_Work request A:_ In the passage on Muskogee's history, in what month and year did Charles N. Haskell arrive in the city?
_Work request B:_ Set down, word for word, everything in the passage on Muskogee's history from "A franchise for" down to "abut modern architecture.".

======== Text shown ========

Even though Muskogee sat at the intersection of three rivers and offered vast fertile farm lands, the town remained relatively quiet for the first years following its founding. In 1900, the town had a population of 4,254

Muskogee made a turn towards prominence when an Ohio native, Charles N. Haskell moved to the city. When Haskell arrived in March 1901, he found it a quiet town of over four thousand people. Haskell helped the town grow to a population of more than 25,000 inhabitants.

Haskell built the first five-story business block in Oklahoma Territory. He organized and built most of the railroads running into that city. He built and owned fourteen brick buildings in the city. Through his influence, Muskogee grew to be a center of business and industry in a matter of years. Haskell often told others that he hoped Muskogee would become the "Queen City of the Southwest."

A franchise for electric streetcars was awarded to the Muskogee Electric Traction Company May 14, 1904. Operations began March 15, 1905, expanding over a period of years to 31 track miles in 1916, but starting about 1922 began to decline, until abandonment March 9, 1933. [6]

Many of Muskogee's streets in the downtown district still show their original brick composition. Buildings dating back to the Haskell era abut modern architecture.

======== Given data ========

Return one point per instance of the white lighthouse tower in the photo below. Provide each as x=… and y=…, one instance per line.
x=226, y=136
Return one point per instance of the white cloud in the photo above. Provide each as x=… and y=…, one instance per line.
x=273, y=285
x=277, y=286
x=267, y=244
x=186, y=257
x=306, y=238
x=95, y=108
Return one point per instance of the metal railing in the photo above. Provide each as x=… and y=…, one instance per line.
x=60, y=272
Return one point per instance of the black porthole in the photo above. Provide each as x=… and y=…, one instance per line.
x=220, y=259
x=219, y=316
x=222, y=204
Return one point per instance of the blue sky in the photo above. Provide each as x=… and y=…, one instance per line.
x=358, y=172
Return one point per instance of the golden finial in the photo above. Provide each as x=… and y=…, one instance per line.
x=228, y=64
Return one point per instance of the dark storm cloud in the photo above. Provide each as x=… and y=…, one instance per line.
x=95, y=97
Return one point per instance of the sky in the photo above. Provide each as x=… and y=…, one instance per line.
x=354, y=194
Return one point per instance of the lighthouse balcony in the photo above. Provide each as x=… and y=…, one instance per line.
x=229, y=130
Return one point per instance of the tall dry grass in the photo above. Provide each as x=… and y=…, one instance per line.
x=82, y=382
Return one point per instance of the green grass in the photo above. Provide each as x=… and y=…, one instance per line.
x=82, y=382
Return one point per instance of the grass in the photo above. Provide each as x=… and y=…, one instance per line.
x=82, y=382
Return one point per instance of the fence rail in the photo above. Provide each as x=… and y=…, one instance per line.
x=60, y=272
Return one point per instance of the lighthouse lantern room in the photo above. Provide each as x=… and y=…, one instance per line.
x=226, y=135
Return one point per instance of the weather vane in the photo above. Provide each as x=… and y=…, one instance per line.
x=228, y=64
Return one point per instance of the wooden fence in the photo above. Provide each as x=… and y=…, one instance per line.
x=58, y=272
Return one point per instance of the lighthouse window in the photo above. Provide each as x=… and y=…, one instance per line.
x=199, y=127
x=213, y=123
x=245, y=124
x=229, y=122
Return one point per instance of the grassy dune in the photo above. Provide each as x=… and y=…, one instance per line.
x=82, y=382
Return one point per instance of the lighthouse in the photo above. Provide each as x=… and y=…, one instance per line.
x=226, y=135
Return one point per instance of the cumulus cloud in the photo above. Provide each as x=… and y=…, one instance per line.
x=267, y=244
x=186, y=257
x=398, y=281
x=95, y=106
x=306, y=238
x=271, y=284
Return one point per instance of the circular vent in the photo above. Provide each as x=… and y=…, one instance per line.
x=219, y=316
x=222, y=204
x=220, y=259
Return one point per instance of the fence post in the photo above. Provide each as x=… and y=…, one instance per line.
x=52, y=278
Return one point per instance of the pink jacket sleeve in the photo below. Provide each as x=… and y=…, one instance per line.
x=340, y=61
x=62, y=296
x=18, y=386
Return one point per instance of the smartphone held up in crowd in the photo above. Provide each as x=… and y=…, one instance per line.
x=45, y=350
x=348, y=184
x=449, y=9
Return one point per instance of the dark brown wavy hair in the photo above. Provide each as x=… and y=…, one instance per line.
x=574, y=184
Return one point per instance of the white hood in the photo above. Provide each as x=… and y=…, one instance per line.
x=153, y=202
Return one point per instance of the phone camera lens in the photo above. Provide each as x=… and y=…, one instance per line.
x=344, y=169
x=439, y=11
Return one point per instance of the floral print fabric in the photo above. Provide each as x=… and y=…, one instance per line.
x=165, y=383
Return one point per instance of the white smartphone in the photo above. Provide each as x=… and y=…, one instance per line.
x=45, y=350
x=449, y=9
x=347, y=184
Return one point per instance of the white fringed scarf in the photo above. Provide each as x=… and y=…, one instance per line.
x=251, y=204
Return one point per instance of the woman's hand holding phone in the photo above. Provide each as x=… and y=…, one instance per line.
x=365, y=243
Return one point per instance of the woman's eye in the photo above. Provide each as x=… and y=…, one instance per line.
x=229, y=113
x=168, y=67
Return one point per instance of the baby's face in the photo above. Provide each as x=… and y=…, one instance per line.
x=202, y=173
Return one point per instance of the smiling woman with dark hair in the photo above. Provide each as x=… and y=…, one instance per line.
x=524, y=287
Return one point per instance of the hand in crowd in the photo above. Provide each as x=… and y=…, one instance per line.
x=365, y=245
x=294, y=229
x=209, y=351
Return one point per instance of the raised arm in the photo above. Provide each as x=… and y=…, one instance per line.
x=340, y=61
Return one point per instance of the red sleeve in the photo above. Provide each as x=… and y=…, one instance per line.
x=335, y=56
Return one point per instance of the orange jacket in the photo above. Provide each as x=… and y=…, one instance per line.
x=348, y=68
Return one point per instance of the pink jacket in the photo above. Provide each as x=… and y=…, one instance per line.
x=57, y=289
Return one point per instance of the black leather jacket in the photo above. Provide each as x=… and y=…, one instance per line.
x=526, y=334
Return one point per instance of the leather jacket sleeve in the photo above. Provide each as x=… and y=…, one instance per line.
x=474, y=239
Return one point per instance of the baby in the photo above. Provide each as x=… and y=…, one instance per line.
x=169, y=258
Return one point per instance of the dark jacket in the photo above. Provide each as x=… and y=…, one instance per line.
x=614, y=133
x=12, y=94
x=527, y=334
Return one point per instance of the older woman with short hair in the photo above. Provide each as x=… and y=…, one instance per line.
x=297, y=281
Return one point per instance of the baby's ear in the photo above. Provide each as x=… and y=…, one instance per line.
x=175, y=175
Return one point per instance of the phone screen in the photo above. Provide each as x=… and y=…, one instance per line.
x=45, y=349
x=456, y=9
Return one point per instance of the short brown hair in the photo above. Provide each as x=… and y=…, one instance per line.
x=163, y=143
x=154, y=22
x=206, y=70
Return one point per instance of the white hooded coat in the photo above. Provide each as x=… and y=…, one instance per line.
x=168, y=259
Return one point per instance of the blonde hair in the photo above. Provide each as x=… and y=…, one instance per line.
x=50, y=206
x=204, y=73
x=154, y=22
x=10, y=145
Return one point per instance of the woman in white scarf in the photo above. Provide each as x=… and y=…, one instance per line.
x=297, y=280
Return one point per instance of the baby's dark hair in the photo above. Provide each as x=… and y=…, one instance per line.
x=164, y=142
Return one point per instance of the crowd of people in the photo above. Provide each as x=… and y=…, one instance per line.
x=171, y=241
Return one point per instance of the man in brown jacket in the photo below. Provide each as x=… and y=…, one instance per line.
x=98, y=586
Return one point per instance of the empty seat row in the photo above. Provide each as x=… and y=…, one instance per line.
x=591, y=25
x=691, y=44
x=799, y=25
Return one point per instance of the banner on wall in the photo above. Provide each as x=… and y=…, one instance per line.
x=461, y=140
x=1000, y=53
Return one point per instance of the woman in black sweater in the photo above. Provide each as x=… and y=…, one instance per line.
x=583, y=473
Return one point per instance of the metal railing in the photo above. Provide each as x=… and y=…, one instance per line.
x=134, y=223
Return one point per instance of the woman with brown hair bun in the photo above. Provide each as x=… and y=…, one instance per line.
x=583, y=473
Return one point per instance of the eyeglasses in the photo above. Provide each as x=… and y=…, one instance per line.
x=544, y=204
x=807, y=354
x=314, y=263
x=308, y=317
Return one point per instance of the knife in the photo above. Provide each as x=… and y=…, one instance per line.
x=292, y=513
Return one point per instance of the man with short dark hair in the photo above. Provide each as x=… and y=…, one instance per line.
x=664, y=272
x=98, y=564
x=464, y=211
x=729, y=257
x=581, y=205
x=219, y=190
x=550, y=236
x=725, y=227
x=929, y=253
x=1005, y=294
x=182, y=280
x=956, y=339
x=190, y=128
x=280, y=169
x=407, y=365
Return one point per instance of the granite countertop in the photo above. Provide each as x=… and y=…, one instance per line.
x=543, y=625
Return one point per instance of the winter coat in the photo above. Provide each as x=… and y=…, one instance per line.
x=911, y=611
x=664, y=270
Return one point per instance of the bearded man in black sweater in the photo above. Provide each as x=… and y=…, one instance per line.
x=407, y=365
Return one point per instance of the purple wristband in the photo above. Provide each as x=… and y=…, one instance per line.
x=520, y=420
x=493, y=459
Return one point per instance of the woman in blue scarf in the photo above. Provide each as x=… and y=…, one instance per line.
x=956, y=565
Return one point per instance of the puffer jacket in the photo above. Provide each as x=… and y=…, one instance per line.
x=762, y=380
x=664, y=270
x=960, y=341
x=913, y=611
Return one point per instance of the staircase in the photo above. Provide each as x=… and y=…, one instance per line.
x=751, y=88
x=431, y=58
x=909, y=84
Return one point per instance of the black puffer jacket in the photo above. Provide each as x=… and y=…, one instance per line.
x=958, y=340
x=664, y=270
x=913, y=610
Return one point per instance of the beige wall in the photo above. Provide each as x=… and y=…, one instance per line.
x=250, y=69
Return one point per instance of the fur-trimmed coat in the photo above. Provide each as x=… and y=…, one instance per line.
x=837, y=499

========

_Written solution A:_ March 1901

_Written solution B:_
A franchise for electric streetcars was awarded to the Muskogee Electric Traction Company May 14, 1904. Operations began March 15, 1905, expanding over a period of years to 31 track miles in 1916, but starting about 1922 began to decline, until abandonment March 9, 1933. [6]

Many of Muskogee's streets in the downtown district still show their original brick composition. Buildings dating back to the Haskell era abut modern architecture.